▶ [AVAILABLE DATA]:

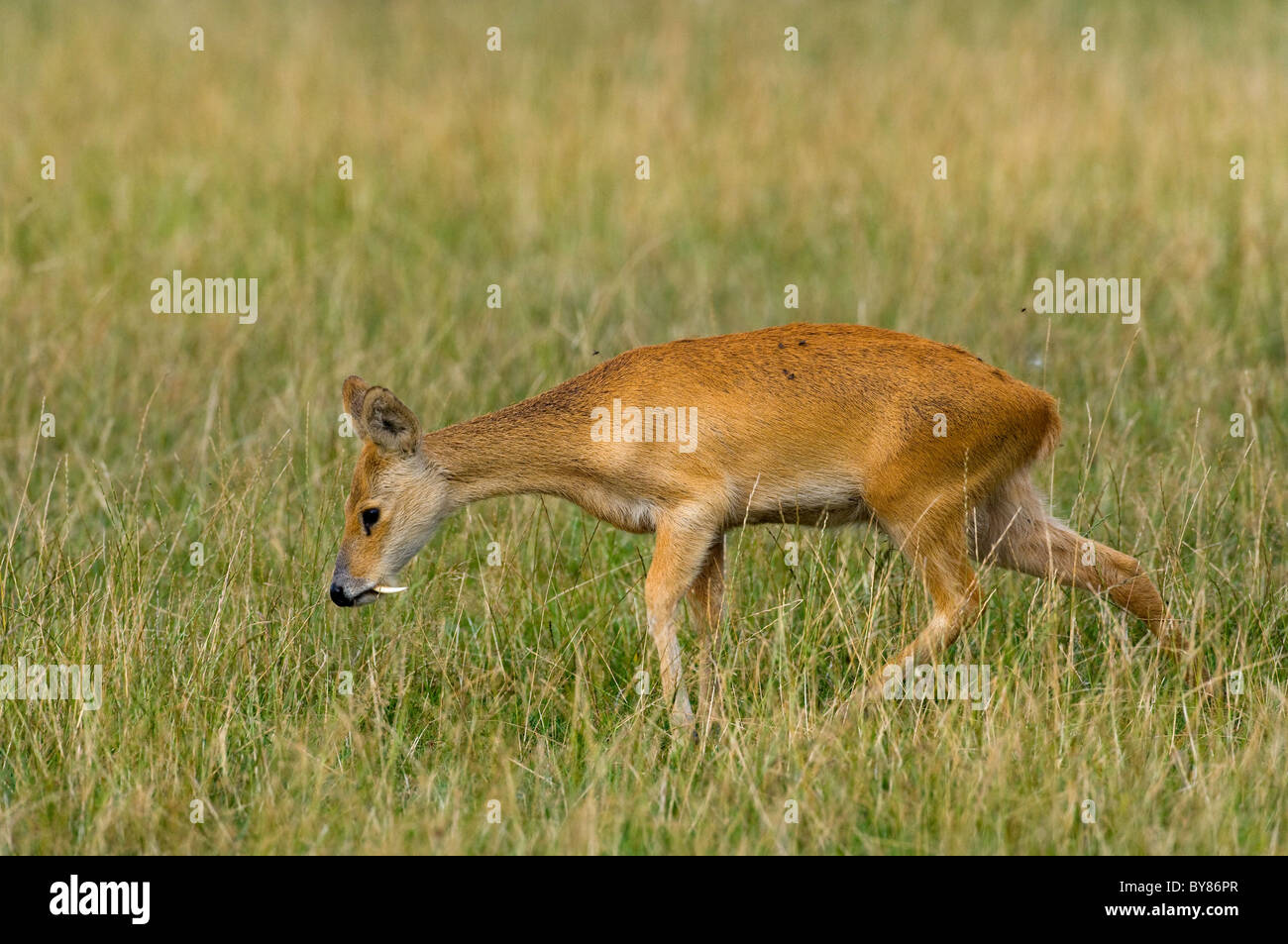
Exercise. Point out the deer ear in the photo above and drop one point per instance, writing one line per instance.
(387, 423)
(352, 395)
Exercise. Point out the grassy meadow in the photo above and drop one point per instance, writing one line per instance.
(509, 687)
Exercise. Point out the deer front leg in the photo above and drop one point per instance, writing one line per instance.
(706, 608)
(682, 549)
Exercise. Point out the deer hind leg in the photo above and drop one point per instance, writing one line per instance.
(682, 550)
(706, 609)
(1016, 531)
(938, 550)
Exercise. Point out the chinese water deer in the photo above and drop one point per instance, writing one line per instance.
(798, 424)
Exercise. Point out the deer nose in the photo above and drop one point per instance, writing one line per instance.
(339, 597)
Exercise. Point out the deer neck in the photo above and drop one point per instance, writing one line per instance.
(523, 450)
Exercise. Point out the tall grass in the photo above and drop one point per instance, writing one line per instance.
(515, 682)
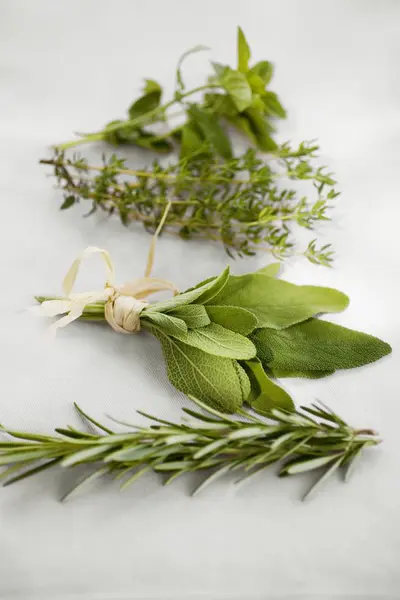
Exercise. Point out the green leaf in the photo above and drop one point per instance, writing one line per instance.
(272, 105)
(211, 129)
(194, 315)
(238, 88)
(145, 104)
(234, 318)
(168, 324)
(261, 129)
(271, 270)
(211, 287)
(243, 51)
(151, 86)
(277, 303)
(191, 141)
(316, 345)
(179, 80)
(264, 70)
(68, 202)
(265, 393)
(212, 379)
(218, 341)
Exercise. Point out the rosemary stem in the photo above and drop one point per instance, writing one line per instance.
(145, 119)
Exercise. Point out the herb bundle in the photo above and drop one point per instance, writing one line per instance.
(239, 203)
(225, 340)
(238, 96)
(303, 440)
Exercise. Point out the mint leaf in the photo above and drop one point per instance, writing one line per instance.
(234, 318)
(211, 128)
(214, 380)
(265, 394)
(277, 303)
(243, 51)
(238, 88)
(211, 286)
(194, 315)
(316, 345)
(264, 70)
(218, 341)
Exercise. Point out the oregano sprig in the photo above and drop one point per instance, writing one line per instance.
(240, 97)
(304, 440)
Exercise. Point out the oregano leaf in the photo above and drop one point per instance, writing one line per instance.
(243, 51)
(316, 345)
(238, 88)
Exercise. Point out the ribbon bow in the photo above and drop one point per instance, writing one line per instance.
(123, 304)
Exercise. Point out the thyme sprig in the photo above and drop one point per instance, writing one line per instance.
(240, 203)
(305, 440)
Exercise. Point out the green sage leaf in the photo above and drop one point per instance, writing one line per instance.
(210, 287)
(243, 51)
(211, 129)
(194, 315)
(168, 324)
(219, 341)
(277, 303)
(265, 393)
(238, 88)
(316, 345)
(234, 318)
(212, 379)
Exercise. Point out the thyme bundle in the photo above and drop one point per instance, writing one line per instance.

▶ [WRITTEN REQUEST]: Transcribe all of the records above character for character. Exclude the pictures.

▶ [SOLUTION TO THE EXERCISE]:
Exercise. Point out the deer ear in the photo above and drop one point per instance, writing one line per instance.
(387, 423)
(352, 395)
Exercise. Point out the grassy meadow in the photo above and drop one point per instance, writing one line per instance.
(509, 687)
Exercise. Point out the deer front leg in the photo above and drop one point per instance, writing one line per instance.
(706, 608)
(682, 549)
Exercise. Point out the deer hind leg in the photo above and drop one point per instance, writing one line per instance.
(682, 550)
(706, 609)
(1016, 531)
(938, 550)
Exercise. Point out the chinese water deer in the photo above and drop one point per instance, writing one line per instance.
(798, 424)
Exercise. Point out the deer nose in the photo above and drop one point per instance, writing one line per instance.
(339, 597)
Exercise. Point out the deer neck in the photo above and drop one point per instance, writing one line per instance.
(523, 450)
Exercise. Point out the tall grass in the photo above and drop one point per instance, writing one line per instance.
(515, 682)
Exercise. Point out the green leaf in the photo above and drop one point per instance, writing one line per instance.
(272, 105)
(211, 129)
(194, 315)
(238, 88)
(145, 104)
(234, 318)
(168, 324)
(261, 129)
(271, 270)
(211, 287)
(243, 51)
(151, 86)
(277, 303)
(191, 141)
(316, 345)
(179, 80)
(264, 70)
(68, 202)
(265, 393)
(212, 379)
(218, 341)
Exercise. Point out the rosemary stem in the photo above and drop one point per instance, writing one line per instance.
(145, 119)
Exercise. Point out the herb bundle in the photo above and drop one point per instance, writing one line per instance.
(239, 203)
(225, 340)
(238, 96)
(303, 440)
Exercise. Point out the mint leaf in the photo above and drop one point per instance, writing one line per instance.
(234, 318)
(211, 128)
(214, 380)
(265, 394)
(277, 303)
(243, 51)
(238, 88)
(211, 286)
(194, 315)
(316, 345)
(264, 70)
(218, 341)
Exercise. Point out the oregano sprig in the photo above and drop one point per instance, writing one line per instance.
(240, 97)
(304, 440)
Exercise. Point out the oregano leaf in the photo above and drop one point per instance, writing one line per instance.
(243, 51)
(316, 345)
(238, 88)
Exercise. Point out the ribbon bow in the photo above and drop one point per instance, writing one line per instance.
(123, 304)
Exercise. Point out the thyme sprig in the photo above and drop one point per instance, writing one line per instance.
(240, 203)
(305, 440)
Exercise. Point out the green sage leaf in the photo above and drop one point per instance, writing one line per instance.
(210, 287)
(243, 51)
(211, 129)
(194, 315)
(168, 324)
(219, 341)
(277, 303)
(265, 393)
(238, 88)
(316, 345)
(234, 318)
(212, 379)
Exercise. Point out the thyme bundle in the photo above and drop one point per instance, writing one line per instance.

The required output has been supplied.